▶ **Voci estratte**
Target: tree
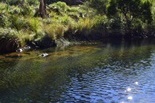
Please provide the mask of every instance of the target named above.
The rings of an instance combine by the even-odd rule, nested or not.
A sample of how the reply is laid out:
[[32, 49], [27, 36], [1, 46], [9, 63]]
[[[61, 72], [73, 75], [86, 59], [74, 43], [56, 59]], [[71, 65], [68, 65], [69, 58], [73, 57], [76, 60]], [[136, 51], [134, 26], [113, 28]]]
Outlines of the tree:
[[46, 18], [47, 17], [47, 13], [46, 13], [46, 0], [40, 0], [39, 15], [42, 18]]
[[119, 17], [125, 23], [125, 32], [132, 34], [132, 26], [137, 25], [137, 22], [142, 23], [137, 28], [139, 26], [142, 28], [144, 23], [149, 24], [152, 22], [151, 6], [149, 1], [111, 0], [108, 7], [108, 16], [112, 18]]

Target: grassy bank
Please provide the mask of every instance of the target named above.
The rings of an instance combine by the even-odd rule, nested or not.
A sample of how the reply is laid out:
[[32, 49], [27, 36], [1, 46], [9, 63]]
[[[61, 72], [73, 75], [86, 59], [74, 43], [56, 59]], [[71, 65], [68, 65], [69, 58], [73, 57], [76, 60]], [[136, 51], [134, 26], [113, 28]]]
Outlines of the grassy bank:
[[[48, 18], [35, 16], [38, 3], [11, 5], [0, 3], [0, 52], [14, 52], [30, 45], [34, 48], [56, 46], [55, 40], [100, 40], [105, 37], [154, 36], [154, 26], [134, 19], [130, 31], [121, 18], [112, 18], [83, 5], [68, 6], [64, 2], [49, 4]], [[153, 12], [152, 12], [153, 14]]]

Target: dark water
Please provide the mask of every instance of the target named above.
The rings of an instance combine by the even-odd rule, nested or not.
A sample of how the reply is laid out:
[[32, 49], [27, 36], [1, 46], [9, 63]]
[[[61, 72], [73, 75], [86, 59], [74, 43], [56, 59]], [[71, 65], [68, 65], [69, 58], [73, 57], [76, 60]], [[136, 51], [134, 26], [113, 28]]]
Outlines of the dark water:
[[1, 55], [0, 103], [155, 103], [155, 43], [148, 42]]

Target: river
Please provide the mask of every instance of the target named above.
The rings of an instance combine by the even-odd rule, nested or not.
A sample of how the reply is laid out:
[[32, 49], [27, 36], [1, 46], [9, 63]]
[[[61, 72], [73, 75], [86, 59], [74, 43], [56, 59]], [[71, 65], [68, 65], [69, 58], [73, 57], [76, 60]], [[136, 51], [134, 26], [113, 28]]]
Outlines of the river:
[[0, 55], [0, 103], [155, 103], [154, 78], [154, 41], [11, 53]]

▶ **Descrizione del problema**
Restituisci tali e quali tutte le righe riportate sopra, omettendo le immagini.

▶ **Soluzione del problema**
Target: tree
Please provide the mask of every instance of the target named above.
The rings of an instance combine by the even-odd rule, nested or not.
A sample of how the reply is laid out:
[[32, 49], [27, 36], [1, 46], [9, 63]]
[[[61, 72], [73, 75], [86, 59], [74, 43], [56, 59]], [[71, 65], [68, 65], [69, 58], [73, 57], [76, 60]], [[136, 51], [134, 26], [113, 28]]]
Outlines of the tree:
[[46, 18], [47, 17], [47, 13], [46, 13], [46, 0], [40, 0], [39, 15], [42, 18]]
[[119, 17], [125, 23], [125, 32], [132, 34], [132, 26], [137, 25], [137, 22], [142, 23], [137, 28], [139, 26], [142, 28], [144, 23], [149, 24], [152, 22], [151, 6], [149, 1], [111, 0], [108, 7], [108, 16], [112, 18]]

Target: grassy bank
Please provide the mask of every instance of the target named above.
The rings of an instance combine by the even-odd rule, nested or not.
A sample of how the reply is laid out:
[[32, 49], [27, 36], [1, 46], [9, 63]]
[[[61, 72], [73, 75], [86, 59], [74, 43], [56, 59]], [[71, 65], [68, 65], [69, 58], [73, 57], [76, 60]], [[136, 51], [134, 26], [113, 28]]]
Outlines of the grassy bank:
[[[48, 18], [35, 16], [38, 3], [11, 5], [0, 3], [0, 52], [14, 52], [30, 45], [34, 48], [56, 46], [55, 40], [100, 40], [105, 37], [154, 36], [154, 26], [134, 19], [130, 31], [121, 18], [112, 18], [83, 5], [68, 6], [64, 2], [49, 4]], [[153, 12], [152, 12], [153, 14]]]

Target: dark water
Please provide the mask of every instance of the target named above.
The rings of an instance combine by the even-odd rule, nested or not.
A sample of how the reply is laid out:
[[32, 49], [27, 36], [1, 46], [9, 63]]
[[[61, 72], [73, 75], [86, 59], [74, 43], [56, 59]], [[71, 65], [68, 65], [69, 58], [73, 57], [76, 60]], [[136, 51], [134, 26], [113, 28]]]
Outlines of the dark water:
[[1, 55], [0, 103], [155, 103], [155, 43], [148, 42]]

Target: river
Please provide the mask of every instance of the target named above.
The rings of an instance combine by the even-odd rule, nested or not.
A sample of how the reply is laid out:
[[32, 49], [27, 36], [1, 46], [9, 63]]
[[[61, 72], [73, 75], [86, 59], [74, 43], [56, 59]], [[71, 65], [68, 65], [69, 58], [73, 57], [76, 60]], [[136, 51], [134, 26], [113, 28]]]
Outlines of the river:
[[0, 55], [0, 103], [155, 103], [154, 78], [154, 41], [11, 53]]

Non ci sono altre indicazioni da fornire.